▶ PAGE EXCERPT
From Socialist Review, No. 170, December 1993.
Copyright © Socialist Review.
Copied with thanks from the Socialist Review Archive.
Marked up by Einde O’ Callaghan for the Encyclopaedia of Trotskyism On-Line (ETOL).


The Worm in the Bud
Ronald Pearsall
Pimlico £12.50

‘The best mothers, wives and managers of households know little or nothing of sexual indulgences. Love of home, children and domestic duties are the only passions they feel ... She submits to her husband, but only to please him; and, but for the desire of maternity, would far rather be relieved from his attentions.’

This statement from a 19th century doctor – who studied reproductive organs! – is our received view of Victorian sexual attitudes. Sex is a miserable experience for women, to be undergone only when absolutely necessary.

Most people, apart from the Tory neanderthals Redwood and Lilley, would regard such ideas today as completely fantastic, adhered to by only a tiny number of bigots. But even in Victorian times this view of women and sex simply did not match reality.

▶ DATA SHOWN
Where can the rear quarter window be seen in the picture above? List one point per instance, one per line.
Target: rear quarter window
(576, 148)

▶ PROMPT
According to the book review, who made the statement about "the best mothers, wives and managers of households"? The listing has no connection to the book review above.

▶ TASK SOLUTION
A 19th-century doctor who studied reproductive organs.